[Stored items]
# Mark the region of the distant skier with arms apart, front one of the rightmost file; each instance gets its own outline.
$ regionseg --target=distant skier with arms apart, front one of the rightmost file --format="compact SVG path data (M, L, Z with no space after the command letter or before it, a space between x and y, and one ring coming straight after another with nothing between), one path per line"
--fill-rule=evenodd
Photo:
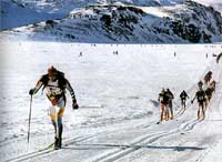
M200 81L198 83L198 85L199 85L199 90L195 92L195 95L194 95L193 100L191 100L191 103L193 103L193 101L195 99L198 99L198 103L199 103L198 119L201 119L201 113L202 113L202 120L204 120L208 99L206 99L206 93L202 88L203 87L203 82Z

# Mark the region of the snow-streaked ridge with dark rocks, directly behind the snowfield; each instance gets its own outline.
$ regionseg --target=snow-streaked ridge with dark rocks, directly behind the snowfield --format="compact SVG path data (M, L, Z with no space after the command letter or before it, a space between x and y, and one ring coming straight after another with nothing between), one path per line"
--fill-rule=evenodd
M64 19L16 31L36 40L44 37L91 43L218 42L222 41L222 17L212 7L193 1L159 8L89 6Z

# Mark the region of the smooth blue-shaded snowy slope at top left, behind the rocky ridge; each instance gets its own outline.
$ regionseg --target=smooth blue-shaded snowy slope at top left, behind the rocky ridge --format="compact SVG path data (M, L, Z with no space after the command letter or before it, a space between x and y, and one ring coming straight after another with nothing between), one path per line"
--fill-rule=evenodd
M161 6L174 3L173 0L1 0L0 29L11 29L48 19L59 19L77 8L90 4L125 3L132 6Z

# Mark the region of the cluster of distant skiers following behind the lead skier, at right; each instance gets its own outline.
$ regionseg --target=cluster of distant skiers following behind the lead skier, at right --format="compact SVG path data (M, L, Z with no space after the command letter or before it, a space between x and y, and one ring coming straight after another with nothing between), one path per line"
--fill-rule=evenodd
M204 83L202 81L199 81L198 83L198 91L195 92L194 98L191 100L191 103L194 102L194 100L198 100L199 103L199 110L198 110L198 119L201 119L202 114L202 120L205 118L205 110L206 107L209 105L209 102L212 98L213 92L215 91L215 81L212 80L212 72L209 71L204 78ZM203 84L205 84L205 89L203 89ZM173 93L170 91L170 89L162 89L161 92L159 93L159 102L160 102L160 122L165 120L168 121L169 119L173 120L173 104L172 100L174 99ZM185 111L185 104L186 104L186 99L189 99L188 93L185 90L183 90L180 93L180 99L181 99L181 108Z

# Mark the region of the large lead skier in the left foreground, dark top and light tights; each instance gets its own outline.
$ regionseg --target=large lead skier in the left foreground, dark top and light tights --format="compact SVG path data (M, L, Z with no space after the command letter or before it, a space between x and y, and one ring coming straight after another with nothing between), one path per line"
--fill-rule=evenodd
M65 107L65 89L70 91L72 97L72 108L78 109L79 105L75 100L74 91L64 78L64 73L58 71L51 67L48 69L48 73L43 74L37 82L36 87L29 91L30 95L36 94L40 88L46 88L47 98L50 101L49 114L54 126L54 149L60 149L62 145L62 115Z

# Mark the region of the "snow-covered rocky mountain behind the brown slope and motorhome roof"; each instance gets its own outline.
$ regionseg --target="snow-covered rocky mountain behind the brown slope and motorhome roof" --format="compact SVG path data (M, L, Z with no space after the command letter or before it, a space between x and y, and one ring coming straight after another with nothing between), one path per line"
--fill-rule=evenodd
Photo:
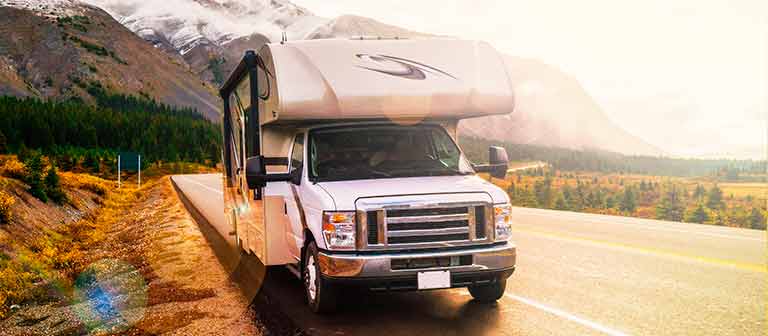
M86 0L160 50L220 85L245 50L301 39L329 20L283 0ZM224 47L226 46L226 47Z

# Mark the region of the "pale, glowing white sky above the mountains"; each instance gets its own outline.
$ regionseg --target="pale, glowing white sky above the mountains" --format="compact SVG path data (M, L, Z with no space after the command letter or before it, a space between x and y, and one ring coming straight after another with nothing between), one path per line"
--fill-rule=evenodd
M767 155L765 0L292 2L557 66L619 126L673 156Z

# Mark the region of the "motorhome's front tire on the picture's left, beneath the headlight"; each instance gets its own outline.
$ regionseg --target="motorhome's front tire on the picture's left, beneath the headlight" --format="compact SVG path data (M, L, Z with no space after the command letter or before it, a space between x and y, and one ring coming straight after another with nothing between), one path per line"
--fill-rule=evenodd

EXERCISE AIM:
Please retype every entry above exactly, leaving out any picture.

EXERCISE RESPONSE:
# Mark the region of the distant skier with arms apart, front one of the rightmost file; each instance gets its own outline.
$ regionseg --target=distant skier with arms apart, front one of the rightmost file --format="compact SVG path data (M, L, Z with no space after the command letter or before it, a space between x and y, and one ring coming straight after another with nothing between), one path per line"
--fill-rule=evenodd
Photo:
M200 81L198 83L198 85L199 85L199 90L195 92L195 95L194 95L193 100L191 100L191 103L193 103L193 101L195 99L198 99L198 103L199 103L198 119L201 119L201 113L202 113L202 120L204 120L208 99L206 99L206 93L202 88L203 87L203 82Z

# Mark the region of the snow-streaked ridge with dark rocks, directly behind the snowfield; each instance gets its own outline.
$ regionseg --target=snow-streaked ridge with dark rocks, directly behind the snowfield --format="compact SVG path data (M, L, Z with no space after the command letter or before it, a space between x and y, and one ring coming straight after another with nothing between), one path per line"
--fill-rule=evenodd
M64 19L16 31L36 40L44 37L91 43L218 42L222 41L222 17L212 7L193 1L159 8L89 6Z

# Mark the region of the smooth blue-shaded snowy slope at top left, behind the rocky ridge; each instance gets its own outline.
$ regionseg --target=smooth blue-shaded snowy slope at top left, behind the rocky ridge --format="compact SVG path data (M, L, Z with no space after the command letter or before it, a space between x and y, and one ring coming straight after another with nothing between), one path per line"
--fill-rule=evenodd
M161 6L174 3L173 0L1 0L0 29L11 29L48 19L59 19L77 8L90 4L125 3L132 6Z

# Mark the region of the cluster of distant skiers following behind the lead skier, at right; each instance gets its own outline.
$ regionseg --target=cluster of distant skiers following behind the lead skier, at right --format="compact SVG path data (M, L, Z with no space after the command letter or before it, a space between x and y, and one ring coming straight after another with nothing between), one path per line"
--fill-rule=evenodd
M204 83L202 81L199 81L198 83L198 91L195 92L194 98L191 100L191 103L194 102L194 100L198 100L199 103L199 110L198 110L198 119L201 119L202 114L202 120L205 118L205 110L206 107L209 105L209 102L212 98L213 92L215 91L215 81L212 80L212 72L209 71L204 78ZM203 84L205 84L205 89L203 89ZM173 93L170 91L170 89L162 89L161 92L159 93L159 102L160 102L160 122L165 120L168 121L169 119L173 120L173 104L172 100L174 99ZM185 111L185 104L186 104L186 99L189 99L188 93L185 90L183 90L180 93L180 99L181 99L181 108Z

# Mark the region of the large lead skier in the left foreground, dark top and light tights; each instance gets its own outline.
$ regionseg --target=large lead skier in the left foreground, dark top and light tights --format="compact SVG path data (M, L, Z with no space after the command letter or before it, a space between x and y, and one ring coming straight after another with nothing between), one path per line"
--fill-rule=evenodd
M65 107L65 89L70 91L72 97L72 108L78 109L79 105L75 100L74 91L64 78L64 73L58 71L51 67L48 69L48 73L43 74L37 82L36 87L29 91L30 95L36 94L40 88L46 88L47 98L50 101L49 114L54 126L54 149L60 149L62 145L62 115Z

# Mark the region of the "snow-covered rocky mountain behind the brown slope and motorhome roof"; each instance gets its own outline.
$ regionseg --target="snow-covered rocky mountain behind the brown slope and motorhome roof" --format="compact SVG path data (M, L, Z with no space after the command letter or before it, a space between x and y, and one ring coming straight after another with nothing between), one path per line"
--fill-rule=evenodd
Photo:
M86 0L160 50L220 85L245 50L301 39L329 20L283 0ZM224 47L226 46L226 47Z

# Mark the region of the "pale, glowing white sky above the mountains"; each instance gets its own outline.
$ regionseg --target="pale, glowing white sky above the mountains" --format="compact SVG path data (M, L, Z with no space after the command letter or before it, a space between x and y, and one ring coming straight after another with nothing between), one path per line"
--fill-rule=evenodd
M767 155L765 0L292 2L557 66L619 126L673 156Z

# Mark the region of the "motorhome's front tire on the picture's left, beneath the headlight"; each instance gets its own outline.
$ regionseg --target="motorhome's front tire on the picture's left, beneath the headlight" --format="compact SVG path data (M, L, Z with no space after the command letter or before it, a space between x and y, and one ring coming straight after another with nothing between), one path per line"
--fill-rule=evenodd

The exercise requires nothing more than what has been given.